Page excerpt =>
····················

I’ve had a few emails sent to me about a paragraph I wrote in my post about e-commerce strategy, when talking about why luxury ecommerce makes me continually depressed. I wrote:

This solution would combine a feature-rich engine offering premium delivery channels, VIP recognition and services, platform flexibility that allows individual branding and customisation for each label, a product taxonomy that encourages exploration, teasing & tempting, and an interface incorporating the three rules of User Treats - Personal, Relevant & Unexpected experience events.

So I thought I would expand on some of these themes to explore what I believe to be the future of luxury e-commerce.

But firstly, I want to delve into the always fun and exciting world of accountancy.

Know Your Cost of Sale

If you’re in multichannel, then your financial controller will be working on the net margin for the various channels in which your customers can buy: Online, instore, catalogue, phone and so on. Once Cost of Goods Sold and direct overheads are taken into account, he’ll then deduct the cost of selling - so marketing, infrastructure, staffing, fulfillment etc.

Have a little word with your finance team and compare the cost of sale instore with the cost of sale online.

Yowsa. That’s a big difference.

However in the world of luxury e-commerce, having this wide gap between what's willing to be spent on a physical presence and on a virtual presence is what’s holding the sector back.

Look and Feel

The new Louis Vuitton Maison on New Bond Street that opened last Friday. The quote that opened this article is from Peter Marino, its architect. What struck my mind as I read this, was that none of the elements he described has a direct impact on the ability for the shop to sell its wares. What he had designed was experiential shopping. 

If you haven’t had a look around, then please do so. The new Maison is part store, part gallery, part library. We’ll go into the other parts of the store later, but the store itself is gleaming. The finest materials have been used, every space is finely delineated and themed. Walkways glow and every element exudes both deep thought, historical provenance and artistic flair.

Now, I’ve been known to throw a diva strop at my site designers when a single field isn’t correctly aligned, so I get depressed every time I visit a supposedly luxury e-commerce site, and find empty product categories, pages not loading (I’m looking at you louisvuitton.com), horrific reliances upon Flash and video, inexpertly grafted onto the most dull uninspiring checkouts known to mankind.

Why does this happen?

Let’s face it, e-commerce departments are obsessed with two things: Merchandising and Technology. As I’ve said in previous posts, ecommerce departments are normally made up of an unholy alliance between Retail floor managers and IT bods. Their budget is based on the practicality of launching the store; how much is the platform, how much to design the interface, how much to staff the Helpdesk (if you’re lucky), how much to fulfill orders.

Because of this, the offering they put out to the world rarely has artistic merit, for all it’s video and funky buttons, the actual experience of shopping is a plodding one: Find the product, look at details, add to basket, check out. Yawn. Go to bed.

····················

Tasks for this exercise =>
**1.** In the luxury e-commerce post, who was the architect of the new Louis Vuitton Maison on New Bond Street?
**2.** Lay out as a numbered list, omitting blank lines, the lines of the rows from the line containing "Task: set a point on the dark" through the end of the rows, inclusive.

Data records =>

····················

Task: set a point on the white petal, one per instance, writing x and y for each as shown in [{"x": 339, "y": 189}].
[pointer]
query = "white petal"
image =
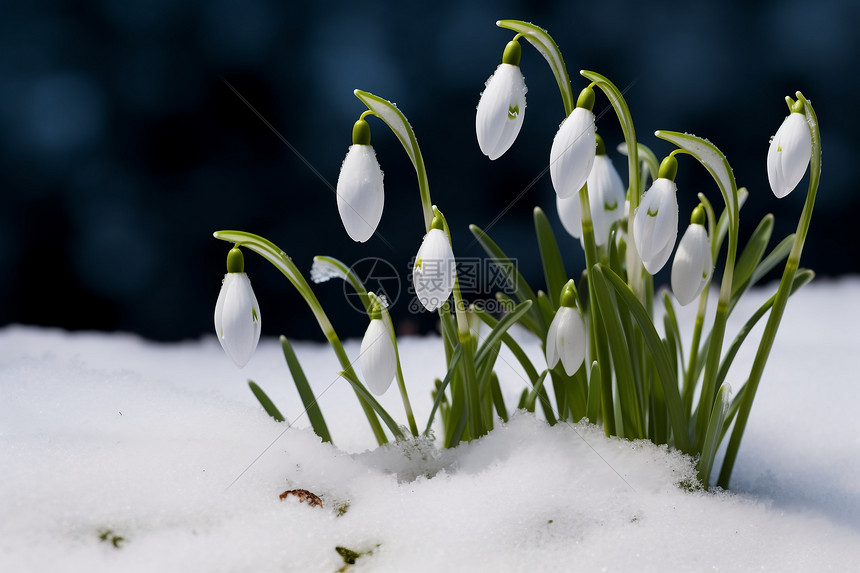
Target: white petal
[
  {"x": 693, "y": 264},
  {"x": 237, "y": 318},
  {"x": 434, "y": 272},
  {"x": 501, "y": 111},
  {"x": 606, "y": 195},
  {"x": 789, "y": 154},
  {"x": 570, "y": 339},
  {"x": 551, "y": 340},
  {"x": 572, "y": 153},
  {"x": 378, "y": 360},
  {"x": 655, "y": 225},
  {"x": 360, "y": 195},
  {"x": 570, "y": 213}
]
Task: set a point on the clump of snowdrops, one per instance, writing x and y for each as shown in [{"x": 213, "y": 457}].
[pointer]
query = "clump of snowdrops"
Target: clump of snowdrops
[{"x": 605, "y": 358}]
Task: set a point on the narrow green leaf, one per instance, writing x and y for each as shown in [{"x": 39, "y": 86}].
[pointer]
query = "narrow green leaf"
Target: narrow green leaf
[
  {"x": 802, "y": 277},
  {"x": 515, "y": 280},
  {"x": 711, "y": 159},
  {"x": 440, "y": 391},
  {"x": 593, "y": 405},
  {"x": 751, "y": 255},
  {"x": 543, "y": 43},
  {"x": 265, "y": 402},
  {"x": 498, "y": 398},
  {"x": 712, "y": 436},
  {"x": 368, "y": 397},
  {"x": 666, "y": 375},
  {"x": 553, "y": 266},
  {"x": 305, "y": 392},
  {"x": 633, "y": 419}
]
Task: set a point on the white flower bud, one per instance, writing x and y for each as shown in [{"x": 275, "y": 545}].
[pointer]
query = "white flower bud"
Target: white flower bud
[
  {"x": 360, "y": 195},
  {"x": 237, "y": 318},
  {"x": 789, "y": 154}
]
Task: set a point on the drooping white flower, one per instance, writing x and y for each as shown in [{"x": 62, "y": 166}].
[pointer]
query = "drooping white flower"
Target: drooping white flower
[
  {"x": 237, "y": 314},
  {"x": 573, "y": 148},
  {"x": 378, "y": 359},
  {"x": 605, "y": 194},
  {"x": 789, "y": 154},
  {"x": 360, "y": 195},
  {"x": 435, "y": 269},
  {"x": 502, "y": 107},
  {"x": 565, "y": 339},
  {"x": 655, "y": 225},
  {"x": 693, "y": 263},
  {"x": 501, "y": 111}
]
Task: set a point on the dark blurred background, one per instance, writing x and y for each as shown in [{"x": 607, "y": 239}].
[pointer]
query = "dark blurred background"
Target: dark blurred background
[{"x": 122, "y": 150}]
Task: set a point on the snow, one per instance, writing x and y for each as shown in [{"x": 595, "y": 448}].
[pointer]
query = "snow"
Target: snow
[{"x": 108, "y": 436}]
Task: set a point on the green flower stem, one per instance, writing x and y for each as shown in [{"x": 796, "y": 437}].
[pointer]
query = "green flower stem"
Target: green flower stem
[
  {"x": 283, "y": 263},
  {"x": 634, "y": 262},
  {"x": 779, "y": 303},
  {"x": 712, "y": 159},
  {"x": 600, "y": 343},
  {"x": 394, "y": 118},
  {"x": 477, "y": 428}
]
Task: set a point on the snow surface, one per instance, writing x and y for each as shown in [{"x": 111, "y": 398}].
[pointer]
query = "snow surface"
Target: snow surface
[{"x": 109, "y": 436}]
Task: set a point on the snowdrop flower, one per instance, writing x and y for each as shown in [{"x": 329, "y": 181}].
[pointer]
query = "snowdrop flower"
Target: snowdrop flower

····················

Results in order =>
**1.** Peter Marino

**2.**
1. Task: set a point on the dark blurred background, one per instance, writing x and y for each as shown in [{"x": 607, "y": 239}].
2. [pointer]
3. query = "dark blurred background"
4. Target: dark blurred background
5. [{"x": 122, "y": 150}]
6. Task: set a point on the snow, one per instance, writing x and y for each as shown in [{"x": 595, "y": 448}].
7. [pointer]
8. query = "snow"
9. Target: snow
10. [{"x": 108, "y": 436}]
11. Task: set a point on the green flower stem, one per instance, writing x and y for each as shown in [{"x": 796, "y": 437}].
12. [pointer]
13. query = "green flower stem"
14. Target: green flower stem
15. [
16.   {"x": 283, "y": 263},
17.   {"x": 634, "y": 262},
18.   {"x": 779, "y": 303},
19.   {"x": 712, "y": 159},
20.   {"x": 600, "y": 343},
21.   {"x": 394, "y": 118},
22.   {"x": 477, "y": 428}
23. ]
24. Task: set a point on the snow surface, one per instance, writing x and y for each as shown in [{"x": 111, "y": 398}].
25. [pointer]
26. query = "snow surface"
27. Target: snow surface
28. [{"x": 109, "y": 436}]
29. Task: set a point on the snowdrop flower, one per instance, writing x and y for each as shown in [{"x": 329, "y": 181}].
30. [pointer]
31. query = "snowdrop flower"
32. Target: snowdrop flower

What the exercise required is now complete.